» **THE RECORDS**:
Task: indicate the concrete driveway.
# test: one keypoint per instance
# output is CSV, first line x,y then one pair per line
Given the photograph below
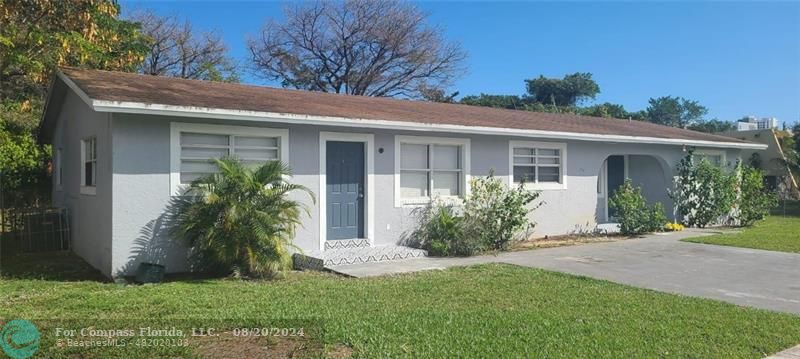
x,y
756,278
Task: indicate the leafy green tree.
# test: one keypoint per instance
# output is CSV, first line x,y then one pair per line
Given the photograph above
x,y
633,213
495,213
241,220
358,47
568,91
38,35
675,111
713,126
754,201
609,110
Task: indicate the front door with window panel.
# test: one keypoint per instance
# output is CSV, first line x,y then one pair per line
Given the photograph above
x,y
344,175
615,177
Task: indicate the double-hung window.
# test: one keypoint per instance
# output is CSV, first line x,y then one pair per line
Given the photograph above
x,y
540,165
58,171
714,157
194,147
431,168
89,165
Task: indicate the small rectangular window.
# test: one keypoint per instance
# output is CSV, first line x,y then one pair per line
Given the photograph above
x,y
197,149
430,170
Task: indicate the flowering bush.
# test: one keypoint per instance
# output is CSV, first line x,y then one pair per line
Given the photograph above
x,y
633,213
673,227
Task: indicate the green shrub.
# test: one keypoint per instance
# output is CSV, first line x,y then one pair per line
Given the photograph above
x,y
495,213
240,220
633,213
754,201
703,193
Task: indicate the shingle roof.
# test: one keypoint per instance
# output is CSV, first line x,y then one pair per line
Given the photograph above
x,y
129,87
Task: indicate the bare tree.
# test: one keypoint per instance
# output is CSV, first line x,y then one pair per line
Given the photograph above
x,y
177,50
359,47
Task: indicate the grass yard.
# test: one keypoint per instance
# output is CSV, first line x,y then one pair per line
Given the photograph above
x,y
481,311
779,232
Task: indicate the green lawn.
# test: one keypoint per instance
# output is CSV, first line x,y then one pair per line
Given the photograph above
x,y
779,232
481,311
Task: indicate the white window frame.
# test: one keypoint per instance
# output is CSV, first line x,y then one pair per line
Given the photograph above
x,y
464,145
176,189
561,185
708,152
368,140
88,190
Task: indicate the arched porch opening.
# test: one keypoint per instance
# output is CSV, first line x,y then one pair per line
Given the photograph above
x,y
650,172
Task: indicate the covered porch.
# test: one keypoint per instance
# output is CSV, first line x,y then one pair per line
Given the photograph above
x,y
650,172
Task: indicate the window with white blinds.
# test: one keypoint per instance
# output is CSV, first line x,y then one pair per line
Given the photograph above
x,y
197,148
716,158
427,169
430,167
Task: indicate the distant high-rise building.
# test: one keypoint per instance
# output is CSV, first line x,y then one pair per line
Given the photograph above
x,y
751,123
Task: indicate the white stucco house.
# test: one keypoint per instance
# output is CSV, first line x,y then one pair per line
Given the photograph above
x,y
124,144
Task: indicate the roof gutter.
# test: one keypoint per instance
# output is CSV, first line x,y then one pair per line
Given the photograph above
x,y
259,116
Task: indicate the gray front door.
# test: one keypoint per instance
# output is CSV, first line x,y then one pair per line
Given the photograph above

» **ASSIGNMENT**: Give the count of lines in the data above holding the word "with", and nothing beyond it.

» **ANSWER SECTION**: 2